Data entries
::::::::

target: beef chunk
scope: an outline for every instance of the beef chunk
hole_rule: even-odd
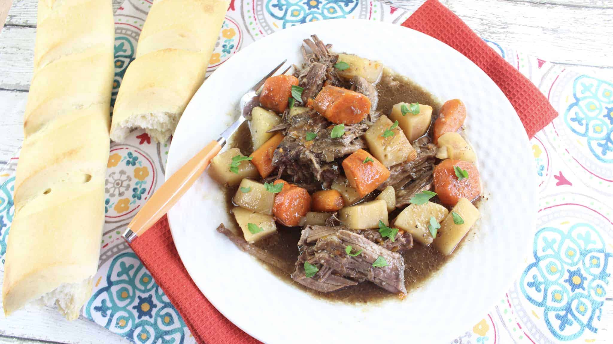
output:
[[[349,256],[345,253],[349,245],[356,251],[362,250],[362,252],[355,257]],[[332,268],[336,274],[357,280],[370,281],[390,293],[406,294],[405,263],[400,253],[344,230],[318,239],[313,249],[316,260]],[[373,266],[379,256],[385,258],[386,266]]]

::::::::

Render the lines above as a numbered list, omitting any blank lines. Leave the picture out of your answer.

1. target: beef chunk
2. scope: an outline for every instance of the beef chunk
3. hole_rule: even-odd
4. output:
5. [[[349,256],[345,253],[349,245],[356,251],[362,250],[362,252],[355,257]],[[332,268],[336,274],[357,280],[370,281],[390,293],[406,294],[405,263],[400,253],[344,230],[318,239],[313,249],[316,260]],[[373,266],[379,256],[385,258],[386,266]]]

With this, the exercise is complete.